[Dataset items]
......
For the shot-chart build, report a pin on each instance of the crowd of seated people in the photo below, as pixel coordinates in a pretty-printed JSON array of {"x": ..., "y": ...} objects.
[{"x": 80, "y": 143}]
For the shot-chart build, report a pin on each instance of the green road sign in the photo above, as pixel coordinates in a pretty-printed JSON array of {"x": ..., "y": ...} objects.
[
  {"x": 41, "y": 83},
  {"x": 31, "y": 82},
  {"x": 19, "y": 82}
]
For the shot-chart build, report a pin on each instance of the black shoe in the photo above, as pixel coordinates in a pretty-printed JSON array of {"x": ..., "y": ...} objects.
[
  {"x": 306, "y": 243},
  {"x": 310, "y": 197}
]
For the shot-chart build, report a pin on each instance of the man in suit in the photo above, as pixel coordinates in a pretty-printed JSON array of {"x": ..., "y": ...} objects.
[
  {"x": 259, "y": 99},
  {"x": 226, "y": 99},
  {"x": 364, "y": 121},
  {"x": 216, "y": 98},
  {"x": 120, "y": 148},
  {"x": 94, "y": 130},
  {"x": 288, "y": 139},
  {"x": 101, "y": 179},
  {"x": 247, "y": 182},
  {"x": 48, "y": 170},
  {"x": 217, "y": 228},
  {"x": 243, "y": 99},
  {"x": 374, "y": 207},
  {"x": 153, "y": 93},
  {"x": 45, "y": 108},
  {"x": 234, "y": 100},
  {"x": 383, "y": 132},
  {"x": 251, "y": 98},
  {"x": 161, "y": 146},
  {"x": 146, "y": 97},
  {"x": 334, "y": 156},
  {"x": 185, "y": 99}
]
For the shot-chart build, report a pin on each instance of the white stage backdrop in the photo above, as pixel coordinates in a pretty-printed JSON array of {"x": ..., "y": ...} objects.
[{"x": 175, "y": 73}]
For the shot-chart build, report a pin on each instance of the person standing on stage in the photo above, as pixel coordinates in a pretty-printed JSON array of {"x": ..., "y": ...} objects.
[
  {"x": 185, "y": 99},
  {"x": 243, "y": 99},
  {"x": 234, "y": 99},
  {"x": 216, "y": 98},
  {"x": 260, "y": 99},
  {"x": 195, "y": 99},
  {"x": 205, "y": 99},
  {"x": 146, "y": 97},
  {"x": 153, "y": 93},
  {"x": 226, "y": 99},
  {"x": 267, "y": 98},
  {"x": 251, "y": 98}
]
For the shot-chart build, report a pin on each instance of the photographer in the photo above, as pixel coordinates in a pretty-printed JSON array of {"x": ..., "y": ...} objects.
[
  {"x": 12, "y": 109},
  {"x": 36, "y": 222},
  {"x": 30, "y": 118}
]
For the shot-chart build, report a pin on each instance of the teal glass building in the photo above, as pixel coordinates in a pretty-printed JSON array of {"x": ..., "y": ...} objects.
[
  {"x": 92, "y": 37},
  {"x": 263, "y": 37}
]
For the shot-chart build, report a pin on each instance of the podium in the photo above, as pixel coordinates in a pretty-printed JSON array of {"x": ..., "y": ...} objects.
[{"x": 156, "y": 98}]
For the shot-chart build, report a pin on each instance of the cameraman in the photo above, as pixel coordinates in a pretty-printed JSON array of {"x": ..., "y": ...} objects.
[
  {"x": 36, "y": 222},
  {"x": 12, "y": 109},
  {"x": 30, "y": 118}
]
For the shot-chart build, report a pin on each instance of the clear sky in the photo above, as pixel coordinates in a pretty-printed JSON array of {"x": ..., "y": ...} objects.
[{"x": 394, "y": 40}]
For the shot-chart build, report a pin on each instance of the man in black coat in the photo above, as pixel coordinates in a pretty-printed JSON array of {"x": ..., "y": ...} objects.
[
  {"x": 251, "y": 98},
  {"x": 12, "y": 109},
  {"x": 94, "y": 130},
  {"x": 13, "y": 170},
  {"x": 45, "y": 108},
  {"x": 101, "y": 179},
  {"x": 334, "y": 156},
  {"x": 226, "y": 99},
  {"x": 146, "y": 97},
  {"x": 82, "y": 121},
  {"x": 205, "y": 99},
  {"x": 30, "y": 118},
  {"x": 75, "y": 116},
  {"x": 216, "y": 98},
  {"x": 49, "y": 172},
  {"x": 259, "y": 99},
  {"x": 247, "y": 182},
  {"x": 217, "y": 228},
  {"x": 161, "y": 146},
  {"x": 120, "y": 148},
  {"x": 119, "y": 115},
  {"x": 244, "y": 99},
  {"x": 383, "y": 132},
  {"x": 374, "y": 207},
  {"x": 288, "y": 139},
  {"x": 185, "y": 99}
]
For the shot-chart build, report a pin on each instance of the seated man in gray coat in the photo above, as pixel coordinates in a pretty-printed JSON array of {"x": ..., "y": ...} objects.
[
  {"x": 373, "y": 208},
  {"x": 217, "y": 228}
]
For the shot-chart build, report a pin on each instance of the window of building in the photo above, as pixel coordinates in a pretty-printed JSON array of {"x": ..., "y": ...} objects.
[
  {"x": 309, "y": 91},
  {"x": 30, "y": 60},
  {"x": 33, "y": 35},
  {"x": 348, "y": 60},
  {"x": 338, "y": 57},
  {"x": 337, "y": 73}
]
......
§ **TASK TO COMPLETE**:
From the records above, extract every entry verbatim.

§ **RESULT**:
For the shot-chart build, report a pin on each instance of the crowd of seated people in the photo below, as pixel coordinates in a pretty-printed JSON array of {"x": ..., "y": ...} objects.
[{"x": 80, "y": 143}]
For the shot-chart build, report a pin on each instance of the green road sign in the photo above, as pixel coordinates in a pretty-printed JSON array of {"x": ..., "y": ...} objects.
[
  {"x": 41, "y": 83},
  {"x": 31, "y": 82},
  {"x": 19, "y": 82}
]
For the shot-chart build, report a pin on each instance of the black shoe in the photo above, as pixel coordinates in a pretty-printed JSON array of {"x": ..., "y": ...} objects.
[
  {"x": 306, "y": 243},
  {"x": 310, "y": 197}
]
For the shot-chart build, report a pin on each instance of the man in suit in the photo above, as pixel coordinates in a pretty-printed JSON array of {"x": ..., "y": ...} objects.
[
  {"x": 259, "y": 99},
  {"x": 226, "y": 99},
  {"x": 364, "y": 121},
  {"x": 216, "y": 98},
  {"x": 120, "y": 148},
  {"x": 94, "y": 130},
  {"x": 288, "y": 139},
  {"x": 101, "y": 179},
  {"x": 247, "y": 182},
  {"x": 48, "y": 170},
  {"x": 217, "y": 228},
  {"x": 243, "y": 99},
  {"x": 374, "y": 207},
  {"x": 153, "y": 93},
  {"x": 45, "y": 108},
  {"x": 234, "y": 100},
  {"x": 383, "y": 132},
  {"x": 251, "y": 98},
  {"x": 161, "y": 146},
  {"x": 146, "y": 97},
  {"x": 334, "y": 156},
  {"x": 185, "y": 99}
]
For the shot-chart build, report a pin on each instance of the white stage backdrop in the photo above, as pixel coordinates in a pretty-printed JSON array of {"x": ..., "y": ...} objects.
[{"x": 175, "y": 73}]
For the shot-chart build, report a pin on each instance of the person standing on stage in the photo above, as pixel coordinates in a pretty-printed JSON array of {"x": ..., "y": ...} objects.
[
  {"x": 185, "y": 99},
  {"x": 243, "y": 99},
  {"x": 234, "y": 99},
  {"x": 216, "y": 98},
  {"x": 260, "y": 99},
  {"x": 195, "y": 99},
  {"x": 205, "y": 99},
  {"x": 146, "y": 97},
  {"x": 153, "y": 93},
  {"x": 226, "y": 99},
  {"x": 267, "y": 98},
  {"x": 251, "y": 98}
]
For the shot-chart build, report a pin on each instance of the photographer in the photo above, as pixel coordinates in a pretty-printed JSON array of {"x": ..., "y": ...} objects.
[
  {"x": 12, "y": 109},
  {"x": 36, "y": 222},
  {"x": 30, "y": 118}
]
For the shot-chart build, report a pin on each instance of the teal glass building in the photo above, as pixel coordinates in a pretty-printed JSON array of {"x": ..., "y": ...} objects.
[
  {"x": 92, "y": 37},
  {"x": 263, "y": 37}
]
For the shot-chart build, report a pin on each instance of the podium in the photo above, as pixel coordinates in a pretty-printed JSON array of {"x": ..., "y": ...} objects.
[{"x": 156, "y": 98}]
For the shot-chart build, report a pin on each instance of the cameraman in the photo above, as pixel coordinates in a pretty-printed JSON array of {"x": ..., "y": ...} objects.
[
  {"x": 36, "y": 222},
  {"x": 12, "y": 109},
  {"x": 30, "y": 118}
]
For the shot-chart build, report a pin on each instance of the clear sky in the photo above, as pixel coordinates in a pretty-printed JSON array of {"x": ..., "y": ...} objects.
[{"x": 394, "y": 40}]
For the shot-chart build, report a pin on each instance of the man in black coat in the photo above, as pixel coordinates in a pretty-printed JSON array of {"x": ..., "y": ...} objects.
[
  {"x": 251, "y": 98},
  {"x": 12, "y": 109},
  {"x": 94, "y": 130},
  {"x": 13, "y": 170},
  {"x": 45, "y": 108},
  {"x": 101, "y": 179},
  {"x": 334, "y": 156},
  {"x": 226, "y": 99},
  {"x": 146, "y": 97},
  {"x": 82, "y": 121},
  {"x": 205, "y": 99},
  {"x": 30, "y": 118},
  {"x": 75, "y": 116},
  {"x": 216, "y": 98},
  {"x": 49, "y": 172},
  {"x": 259, "y": 99},
  {"x": 247, "y": 182},
  {"x": 217, "y": 228},
  {"x": 161, "y": 146},
  {"x": 120, "y": 148},
  {"x": 119, "y": 115},
  {"x": 244, "y": 99},
  {"x": 383, "y": 132},
  {"x": 374, "y": 207},
  {"x": 288, "y": 139},
  {"x": 185, "y": 99}
]
For the shot-chart build, report a pin on each instance of the seated man in gray coat in the photo above, as pixel coordinates in a pretty-printed JSON array of {"x": ..., "y": ...} objects.
[
  {"x": 373, "y": 208},
  {"x": 217, "y": 228}
]
For the shot-chart build, report a pin on each instance of the window of building in the photo above, as pixel coordinates in a pretty-printed JSON array of {"x": ..., "y": ...} objects.
[
  {"x": 309, "y": 91},
  {"x": 30, "y": 60},
  {"x": 33, "y": 35},
  {"x": 348, "y": 60},
  {"x": 338, "y": 57},
  {"x": 337, "y": 73}
]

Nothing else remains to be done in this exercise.